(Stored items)
-=-=-
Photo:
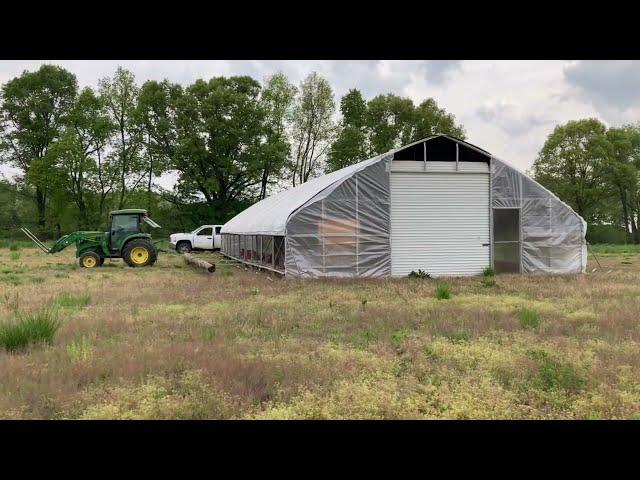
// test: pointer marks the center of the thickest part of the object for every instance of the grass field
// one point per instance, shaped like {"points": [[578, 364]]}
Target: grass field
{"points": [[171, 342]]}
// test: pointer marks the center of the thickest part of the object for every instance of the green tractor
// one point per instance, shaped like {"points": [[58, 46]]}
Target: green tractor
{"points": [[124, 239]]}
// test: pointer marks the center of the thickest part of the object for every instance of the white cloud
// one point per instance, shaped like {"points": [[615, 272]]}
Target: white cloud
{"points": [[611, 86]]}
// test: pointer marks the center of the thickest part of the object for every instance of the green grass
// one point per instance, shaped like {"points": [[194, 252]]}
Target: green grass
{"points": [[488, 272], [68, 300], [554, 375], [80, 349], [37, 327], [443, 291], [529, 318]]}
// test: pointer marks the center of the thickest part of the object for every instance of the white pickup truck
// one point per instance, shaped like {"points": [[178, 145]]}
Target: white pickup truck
-=-=-
Aim
Retype the lines of the listing above verbatim, starting at the line that contains "the green tractor" and continuing through the last line of the listing.

Answer to the problem
// test: pointer marks the center of the thickest part of the object for every instance of the green tractor
// one point per instance, shaped like {"points": [[58, 46]]}
Target: green tractor
{"points": [[124, 239]]}
// test: pointer marks the center of the thickest part of the object for every instance of the white cloud
// one point per instance, shaped like {"points": [[615, 272]]}
Target: white cloud
{"points": [[611, 86]]}
// test: pointer marks the center of the thickest part of the object for every instance of the green grass
// one point per instance, shaped like {"points": [[194, 252]]}
Target: green grass
{"points": [[488, 272], [68, 300], [554, 375], [80, 349], [37, 327], [443, 291], [529, 318]]}
// test: pointer marks the center of the thickest part of the object for every instance of the white pickup truck
// one point per instance, shaped like {"points": [[178, 145]]}
Target: white pickup truck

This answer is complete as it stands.